**Excerpt provided**
The Law’s Inevitable Tension between Ideal and Reality

by Steve Kindle

This post was requested by my publisher at Energion Publications as part of a project focusing on law in general and biblical law in particular.
For more insights visit https://www.energion.co/discussing-the-law-in-scripture/

Deuteronomic Theology
The Law of Moses as contained in the Torah established the ethical, religious, and social norms for the people of Israel. It is thought to be universally accepted throughout the Hebrew Bible. By and large, this is true. However, a distinct and vocal minority found difficulty with at least one principal component, its blessings and curses.

The Law was a covenant between Yahweh and the people of Israel. Below are two passages that sum up the essence of the covenant. [All texts from the NRSV]

Deuteronomy 11:13-17  If you will only heed his every commandment that I am commanding you today—loving the Lord your God, and serving him with all your heart and with all your soul— then he will give the rain for your land in its season, the early rain and the later rain, and you will gather in your grain, your wine, and your oil; and he will give grass in your fields for your livestock, and you will eat your fill. Take care, or you will be seduced into turning away, serving other gods and worshiping them, for then the anger of the Lord will be kindled against you and he will shut up the heavens, so that there will be no rain and the land will yield no fruit; then you will perish quickly off the good land that the Lord is giving you.

**Written instruction**
Return, word for word, the passage of the essay on biblical law that opens with the words containing "by Steve Kindle" and closes with "blessings and curses.". The listing further down has nothing to do with this.

**Data provided**

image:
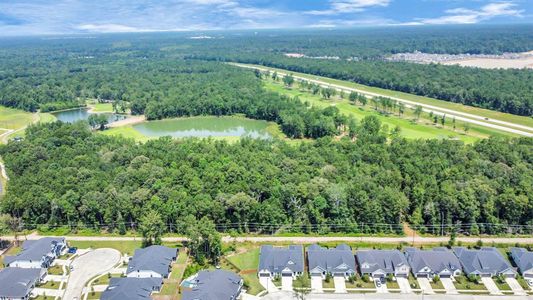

**Written response**
by Steve Kindle

This post was requested by my publisher at Energion Publications as part of a project focusing on law in general and biblical law in particular.
For more insights visit https://www.energion.co/discussing-the-law-in-scripture/

Deuteronomic Theology
The Law of Moses as contained in the Torah established the ethical, religious, and social norms for the people of Israel. It is thought to be universally accepted throughout the Hebrew Bible. By and large, this is true. However, a distinct and vocal minority found difficulty with at least one principal component, its blessings and curses.